*What is being asked:* Collect every line below that contains the word "head".

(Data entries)
.....

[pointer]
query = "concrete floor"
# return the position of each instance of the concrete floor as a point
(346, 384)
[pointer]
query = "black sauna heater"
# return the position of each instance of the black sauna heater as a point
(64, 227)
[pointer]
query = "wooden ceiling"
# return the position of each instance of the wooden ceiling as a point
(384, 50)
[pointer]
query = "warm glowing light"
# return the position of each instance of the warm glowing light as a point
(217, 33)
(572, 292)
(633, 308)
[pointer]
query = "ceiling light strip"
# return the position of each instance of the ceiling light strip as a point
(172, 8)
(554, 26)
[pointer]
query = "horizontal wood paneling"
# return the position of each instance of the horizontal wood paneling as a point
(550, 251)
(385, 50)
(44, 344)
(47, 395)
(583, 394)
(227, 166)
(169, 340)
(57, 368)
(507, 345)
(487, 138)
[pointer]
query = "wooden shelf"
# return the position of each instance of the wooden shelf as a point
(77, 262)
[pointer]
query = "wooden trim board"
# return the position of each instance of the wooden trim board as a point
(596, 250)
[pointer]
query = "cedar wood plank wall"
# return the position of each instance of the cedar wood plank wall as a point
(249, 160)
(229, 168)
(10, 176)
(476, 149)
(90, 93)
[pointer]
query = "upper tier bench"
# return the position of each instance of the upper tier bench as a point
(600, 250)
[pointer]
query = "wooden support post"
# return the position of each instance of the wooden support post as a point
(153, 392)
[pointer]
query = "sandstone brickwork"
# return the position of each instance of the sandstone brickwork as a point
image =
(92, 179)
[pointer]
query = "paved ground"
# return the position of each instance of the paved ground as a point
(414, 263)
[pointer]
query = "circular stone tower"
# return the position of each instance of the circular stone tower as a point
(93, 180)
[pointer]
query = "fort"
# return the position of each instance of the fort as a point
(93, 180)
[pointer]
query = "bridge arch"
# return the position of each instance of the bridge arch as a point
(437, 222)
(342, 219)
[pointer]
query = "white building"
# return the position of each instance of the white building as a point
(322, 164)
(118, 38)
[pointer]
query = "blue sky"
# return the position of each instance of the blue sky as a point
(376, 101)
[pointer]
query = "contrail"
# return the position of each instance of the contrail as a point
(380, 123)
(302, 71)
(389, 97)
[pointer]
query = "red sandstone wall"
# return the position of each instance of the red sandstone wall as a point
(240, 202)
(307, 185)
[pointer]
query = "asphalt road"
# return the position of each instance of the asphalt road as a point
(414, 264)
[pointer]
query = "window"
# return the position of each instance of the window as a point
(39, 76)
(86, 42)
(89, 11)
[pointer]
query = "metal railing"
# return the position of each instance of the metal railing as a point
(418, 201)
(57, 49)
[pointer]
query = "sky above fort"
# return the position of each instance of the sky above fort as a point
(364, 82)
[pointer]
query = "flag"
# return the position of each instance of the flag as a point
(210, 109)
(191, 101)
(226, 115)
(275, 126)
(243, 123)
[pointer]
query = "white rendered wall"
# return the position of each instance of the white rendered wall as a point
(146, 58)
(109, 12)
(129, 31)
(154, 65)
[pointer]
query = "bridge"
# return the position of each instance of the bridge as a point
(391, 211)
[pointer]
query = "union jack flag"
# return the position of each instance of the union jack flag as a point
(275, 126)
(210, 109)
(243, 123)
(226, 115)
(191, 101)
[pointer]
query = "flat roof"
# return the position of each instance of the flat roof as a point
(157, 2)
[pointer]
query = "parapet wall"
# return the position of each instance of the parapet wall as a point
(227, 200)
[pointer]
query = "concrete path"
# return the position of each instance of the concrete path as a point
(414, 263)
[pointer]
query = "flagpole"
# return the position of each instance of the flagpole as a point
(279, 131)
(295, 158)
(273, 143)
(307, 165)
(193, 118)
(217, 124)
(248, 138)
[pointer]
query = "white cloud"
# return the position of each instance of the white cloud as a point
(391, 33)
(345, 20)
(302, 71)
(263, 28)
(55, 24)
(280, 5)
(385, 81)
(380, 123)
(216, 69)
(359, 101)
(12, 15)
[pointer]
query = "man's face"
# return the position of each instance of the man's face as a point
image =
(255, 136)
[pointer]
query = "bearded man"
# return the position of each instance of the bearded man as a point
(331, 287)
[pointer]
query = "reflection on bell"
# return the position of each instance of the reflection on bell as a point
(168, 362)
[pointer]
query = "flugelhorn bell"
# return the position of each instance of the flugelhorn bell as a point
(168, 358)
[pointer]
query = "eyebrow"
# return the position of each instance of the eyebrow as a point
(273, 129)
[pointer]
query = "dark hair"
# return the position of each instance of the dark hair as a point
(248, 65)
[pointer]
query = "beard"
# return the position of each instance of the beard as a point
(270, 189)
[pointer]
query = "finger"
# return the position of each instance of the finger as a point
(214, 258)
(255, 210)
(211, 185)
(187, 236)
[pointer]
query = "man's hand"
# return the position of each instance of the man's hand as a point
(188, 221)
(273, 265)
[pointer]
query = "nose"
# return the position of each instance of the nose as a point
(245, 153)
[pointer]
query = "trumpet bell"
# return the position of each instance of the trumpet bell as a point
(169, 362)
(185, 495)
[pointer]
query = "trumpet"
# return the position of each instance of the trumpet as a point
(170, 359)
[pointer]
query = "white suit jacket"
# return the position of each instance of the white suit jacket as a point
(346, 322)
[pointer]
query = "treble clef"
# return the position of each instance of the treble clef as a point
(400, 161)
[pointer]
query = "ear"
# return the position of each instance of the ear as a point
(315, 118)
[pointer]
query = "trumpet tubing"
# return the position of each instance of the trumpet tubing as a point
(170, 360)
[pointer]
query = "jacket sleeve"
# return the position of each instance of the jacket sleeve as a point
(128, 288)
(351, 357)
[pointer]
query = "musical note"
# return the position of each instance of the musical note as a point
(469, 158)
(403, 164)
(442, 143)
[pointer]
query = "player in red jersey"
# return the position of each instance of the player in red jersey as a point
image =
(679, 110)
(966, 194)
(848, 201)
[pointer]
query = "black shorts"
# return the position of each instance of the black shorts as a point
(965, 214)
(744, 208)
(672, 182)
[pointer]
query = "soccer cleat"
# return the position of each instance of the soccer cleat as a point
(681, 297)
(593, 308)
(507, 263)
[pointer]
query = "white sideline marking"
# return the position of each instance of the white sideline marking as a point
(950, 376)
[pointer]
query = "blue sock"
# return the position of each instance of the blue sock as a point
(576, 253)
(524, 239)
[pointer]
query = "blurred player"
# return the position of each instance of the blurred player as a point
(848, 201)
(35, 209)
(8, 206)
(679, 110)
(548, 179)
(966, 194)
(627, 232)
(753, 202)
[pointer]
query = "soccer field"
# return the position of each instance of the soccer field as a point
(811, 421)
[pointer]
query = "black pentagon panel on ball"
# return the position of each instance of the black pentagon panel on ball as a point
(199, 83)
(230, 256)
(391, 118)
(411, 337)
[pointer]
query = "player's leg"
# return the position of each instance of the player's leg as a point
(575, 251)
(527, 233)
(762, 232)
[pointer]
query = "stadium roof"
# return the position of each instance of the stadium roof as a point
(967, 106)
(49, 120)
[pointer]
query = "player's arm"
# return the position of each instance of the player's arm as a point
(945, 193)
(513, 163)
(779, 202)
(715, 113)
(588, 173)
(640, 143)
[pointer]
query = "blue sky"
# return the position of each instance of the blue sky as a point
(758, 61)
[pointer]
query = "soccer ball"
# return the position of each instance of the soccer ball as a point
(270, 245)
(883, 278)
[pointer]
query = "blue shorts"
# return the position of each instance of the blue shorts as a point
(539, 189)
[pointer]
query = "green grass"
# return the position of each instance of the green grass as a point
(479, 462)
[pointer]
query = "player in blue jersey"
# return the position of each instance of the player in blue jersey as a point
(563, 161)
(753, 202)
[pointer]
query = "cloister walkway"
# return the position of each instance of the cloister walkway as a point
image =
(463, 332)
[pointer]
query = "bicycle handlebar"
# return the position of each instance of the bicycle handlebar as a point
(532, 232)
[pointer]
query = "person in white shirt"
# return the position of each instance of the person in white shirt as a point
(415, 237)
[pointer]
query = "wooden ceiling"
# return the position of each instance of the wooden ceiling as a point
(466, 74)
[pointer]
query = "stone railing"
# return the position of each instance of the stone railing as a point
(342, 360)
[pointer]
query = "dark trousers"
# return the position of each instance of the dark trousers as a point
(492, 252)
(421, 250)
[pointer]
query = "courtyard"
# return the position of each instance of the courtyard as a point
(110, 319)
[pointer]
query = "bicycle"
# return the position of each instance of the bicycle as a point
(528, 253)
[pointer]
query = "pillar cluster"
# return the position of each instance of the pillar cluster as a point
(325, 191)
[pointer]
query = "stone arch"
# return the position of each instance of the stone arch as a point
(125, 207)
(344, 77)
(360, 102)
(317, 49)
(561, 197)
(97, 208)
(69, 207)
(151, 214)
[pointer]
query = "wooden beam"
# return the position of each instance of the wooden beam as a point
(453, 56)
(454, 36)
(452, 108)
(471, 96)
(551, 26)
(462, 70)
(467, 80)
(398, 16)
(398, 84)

.....

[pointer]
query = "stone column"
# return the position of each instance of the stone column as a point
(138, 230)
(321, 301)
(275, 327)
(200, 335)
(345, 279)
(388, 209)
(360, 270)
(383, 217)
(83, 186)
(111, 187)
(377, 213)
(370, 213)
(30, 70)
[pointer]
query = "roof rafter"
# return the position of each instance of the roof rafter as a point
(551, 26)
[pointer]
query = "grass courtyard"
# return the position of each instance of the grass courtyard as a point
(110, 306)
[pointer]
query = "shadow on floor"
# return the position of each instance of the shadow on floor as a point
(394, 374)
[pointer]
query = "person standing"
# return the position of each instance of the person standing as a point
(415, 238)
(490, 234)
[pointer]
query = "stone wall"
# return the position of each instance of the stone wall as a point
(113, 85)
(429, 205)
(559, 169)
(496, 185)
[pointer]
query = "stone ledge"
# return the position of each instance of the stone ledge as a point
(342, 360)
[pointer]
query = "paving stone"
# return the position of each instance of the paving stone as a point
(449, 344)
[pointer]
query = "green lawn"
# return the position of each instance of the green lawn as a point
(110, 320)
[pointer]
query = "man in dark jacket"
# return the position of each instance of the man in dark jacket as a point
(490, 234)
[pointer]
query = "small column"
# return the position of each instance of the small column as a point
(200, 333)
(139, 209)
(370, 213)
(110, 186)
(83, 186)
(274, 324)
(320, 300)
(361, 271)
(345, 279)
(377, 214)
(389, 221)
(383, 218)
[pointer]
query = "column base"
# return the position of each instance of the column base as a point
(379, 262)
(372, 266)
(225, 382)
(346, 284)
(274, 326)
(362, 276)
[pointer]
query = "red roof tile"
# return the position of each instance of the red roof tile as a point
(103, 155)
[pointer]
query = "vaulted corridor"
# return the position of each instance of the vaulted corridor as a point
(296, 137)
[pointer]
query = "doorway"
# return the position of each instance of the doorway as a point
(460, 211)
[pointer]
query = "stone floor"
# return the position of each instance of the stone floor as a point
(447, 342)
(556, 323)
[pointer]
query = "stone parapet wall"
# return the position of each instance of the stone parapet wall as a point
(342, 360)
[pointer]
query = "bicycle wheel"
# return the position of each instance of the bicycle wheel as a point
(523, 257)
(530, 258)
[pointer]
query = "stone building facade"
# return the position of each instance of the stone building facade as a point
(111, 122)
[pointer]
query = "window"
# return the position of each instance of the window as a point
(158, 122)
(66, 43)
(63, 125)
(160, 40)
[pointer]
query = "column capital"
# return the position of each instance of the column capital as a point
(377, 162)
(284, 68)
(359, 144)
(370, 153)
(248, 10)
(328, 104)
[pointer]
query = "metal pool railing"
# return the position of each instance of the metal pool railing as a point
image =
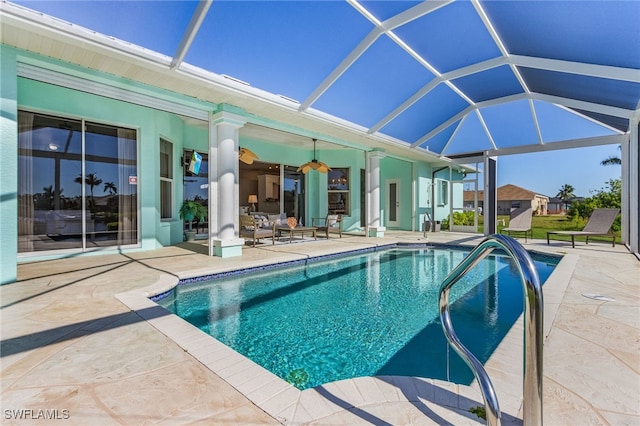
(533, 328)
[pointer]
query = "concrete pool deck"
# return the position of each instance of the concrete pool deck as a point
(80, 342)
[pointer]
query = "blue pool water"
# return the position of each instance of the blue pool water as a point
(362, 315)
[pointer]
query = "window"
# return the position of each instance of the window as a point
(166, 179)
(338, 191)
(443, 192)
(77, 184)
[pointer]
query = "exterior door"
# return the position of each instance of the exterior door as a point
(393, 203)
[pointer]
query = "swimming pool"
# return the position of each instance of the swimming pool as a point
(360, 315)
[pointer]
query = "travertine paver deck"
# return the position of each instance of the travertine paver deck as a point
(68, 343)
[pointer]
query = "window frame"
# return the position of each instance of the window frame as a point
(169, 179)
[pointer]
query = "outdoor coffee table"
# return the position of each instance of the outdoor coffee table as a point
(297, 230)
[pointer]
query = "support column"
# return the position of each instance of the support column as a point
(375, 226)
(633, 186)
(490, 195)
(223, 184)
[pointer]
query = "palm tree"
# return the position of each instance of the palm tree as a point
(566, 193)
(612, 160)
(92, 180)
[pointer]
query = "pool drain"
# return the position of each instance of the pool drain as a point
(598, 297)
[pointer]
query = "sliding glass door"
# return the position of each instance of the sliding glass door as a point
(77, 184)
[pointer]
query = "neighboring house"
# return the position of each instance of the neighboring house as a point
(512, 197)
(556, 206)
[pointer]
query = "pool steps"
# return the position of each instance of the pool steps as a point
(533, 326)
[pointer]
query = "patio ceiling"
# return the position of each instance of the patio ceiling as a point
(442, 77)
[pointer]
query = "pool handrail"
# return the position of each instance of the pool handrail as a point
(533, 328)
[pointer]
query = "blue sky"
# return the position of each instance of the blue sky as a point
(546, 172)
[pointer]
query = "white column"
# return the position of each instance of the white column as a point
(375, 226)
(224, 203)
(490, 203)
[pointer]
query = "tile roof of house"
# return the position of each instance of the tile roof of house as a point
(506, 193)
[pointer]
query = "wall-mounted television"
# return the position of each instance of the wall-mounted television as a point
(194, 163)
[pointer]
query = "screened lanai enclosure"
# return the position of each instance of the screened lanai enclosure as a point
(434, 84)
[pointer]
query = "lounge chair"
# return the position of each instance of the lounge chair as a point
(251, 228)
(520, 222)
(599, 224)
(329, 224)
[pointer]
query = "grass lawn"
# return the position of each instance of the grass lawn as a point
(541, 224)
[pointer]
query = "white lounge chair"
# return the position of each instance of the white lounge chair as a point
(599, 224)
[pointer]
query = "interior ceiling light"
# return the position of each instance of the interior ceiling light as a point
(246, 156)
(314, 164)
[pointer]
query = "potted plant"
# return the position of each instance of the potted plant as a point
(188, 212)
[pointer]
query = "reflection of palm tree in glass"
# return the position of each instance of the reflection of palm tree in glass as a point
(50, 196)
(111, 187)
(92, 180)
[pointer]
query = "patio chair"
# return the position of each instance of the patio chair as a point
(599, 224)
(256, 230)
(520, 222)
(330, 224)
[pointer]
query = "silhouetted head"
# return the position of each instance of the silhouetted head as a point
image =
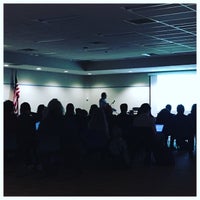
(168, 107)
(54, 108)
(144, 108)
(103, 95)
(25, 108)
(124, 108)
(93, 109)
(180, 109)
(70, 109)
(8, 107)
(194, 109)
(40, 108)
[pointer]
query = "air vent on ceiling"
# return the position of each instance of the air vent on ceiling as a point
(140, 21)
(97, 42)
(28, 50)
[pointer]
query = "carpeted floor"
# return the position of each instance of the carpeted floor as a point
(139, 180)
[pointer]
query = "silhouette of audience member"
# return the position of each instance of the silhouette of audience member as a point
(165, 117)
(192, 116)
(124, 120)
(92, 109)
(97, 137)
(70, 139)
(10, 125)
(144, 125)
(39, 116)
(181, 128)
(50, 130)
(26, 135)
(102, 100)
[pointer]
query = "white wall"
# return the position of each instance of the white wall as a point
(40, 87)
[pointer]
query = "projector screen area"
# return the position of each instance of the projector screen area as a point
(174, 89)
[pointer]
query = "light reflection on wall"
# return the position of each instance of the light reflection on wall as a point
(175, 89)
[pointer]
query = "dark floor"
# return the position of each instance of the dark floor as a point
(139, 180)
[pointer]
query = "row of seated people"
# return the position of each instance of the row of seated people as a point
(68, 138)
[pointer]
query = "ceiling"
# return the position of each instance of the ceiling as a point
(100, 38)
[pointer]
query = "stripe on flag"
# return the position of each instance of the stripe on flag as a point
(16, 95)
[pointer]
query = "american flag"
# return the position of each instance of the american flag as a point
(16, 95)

.....

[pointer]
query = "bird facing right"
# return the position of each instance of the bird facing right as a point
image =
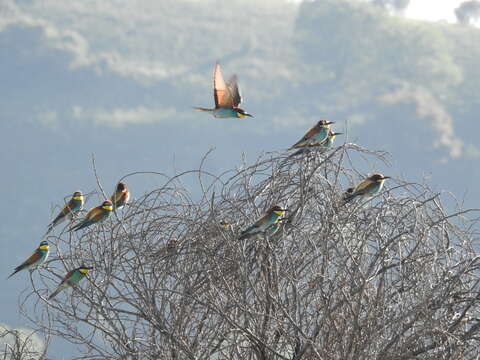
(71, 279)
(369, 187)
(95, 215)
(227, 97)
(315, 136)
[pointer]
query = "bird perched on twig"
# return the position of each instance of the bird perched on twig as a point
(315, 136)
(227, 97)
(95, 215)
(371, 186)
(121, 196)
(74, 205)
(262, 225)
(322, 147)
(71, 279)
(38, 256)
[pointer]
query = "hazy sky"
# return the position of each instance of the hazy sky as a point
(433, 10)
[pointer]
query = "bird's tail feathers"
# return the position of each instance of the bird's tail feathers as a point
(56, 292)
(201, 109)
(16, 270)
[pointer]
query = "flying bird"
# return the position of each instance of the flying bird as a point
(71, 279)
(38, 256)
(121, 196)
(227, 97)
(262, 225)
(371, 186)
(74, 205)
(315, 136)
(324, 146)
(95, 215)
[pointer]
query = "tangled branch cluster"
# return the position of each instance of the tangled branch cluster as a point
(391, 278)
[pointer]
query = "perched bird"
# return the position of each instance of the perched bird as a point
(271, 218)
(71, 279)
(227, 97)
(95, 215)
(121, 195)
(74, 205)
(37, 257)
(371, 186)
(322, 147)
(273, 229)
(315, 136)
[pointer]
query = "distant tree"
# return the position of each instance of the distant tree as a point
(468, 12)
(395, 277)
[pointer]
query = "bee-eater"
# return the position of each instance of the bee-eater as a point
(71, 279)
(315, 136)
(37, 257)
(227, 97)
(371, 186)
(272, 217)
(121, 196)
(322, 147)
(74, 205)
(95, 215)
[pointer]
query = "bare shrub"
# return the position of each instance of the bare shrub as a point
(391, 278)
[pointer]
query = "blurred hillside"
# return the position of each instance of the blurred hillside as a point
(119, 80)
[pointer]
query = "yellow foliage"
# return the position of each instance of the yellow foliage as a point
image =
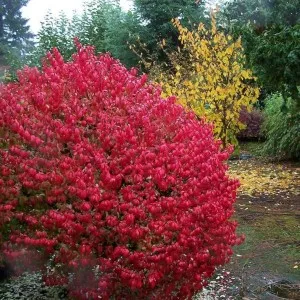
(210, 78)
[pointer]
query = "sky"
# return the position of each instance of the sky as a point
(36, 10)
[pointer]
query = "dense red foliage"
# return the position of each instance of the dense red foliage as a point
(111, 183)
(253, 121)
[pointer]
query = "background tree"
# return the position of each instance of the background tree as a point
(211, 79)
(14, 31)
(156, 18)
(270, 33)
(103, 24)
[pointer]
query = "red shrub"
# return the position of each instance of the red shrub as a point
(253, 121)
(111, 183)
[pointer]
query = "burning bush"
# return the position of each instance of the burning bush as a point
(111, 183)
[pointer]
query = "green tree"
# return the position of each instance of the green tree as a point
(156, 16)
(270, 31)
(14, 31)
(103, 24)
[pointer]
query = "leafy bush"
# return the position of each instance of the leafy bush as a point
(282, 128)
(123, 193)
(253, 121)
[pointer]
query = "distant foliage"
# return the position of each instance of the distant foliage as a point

.....

*Reply to the task:*
query = "silhouetted head"
# return the position of each instance of the silhouetted head as a point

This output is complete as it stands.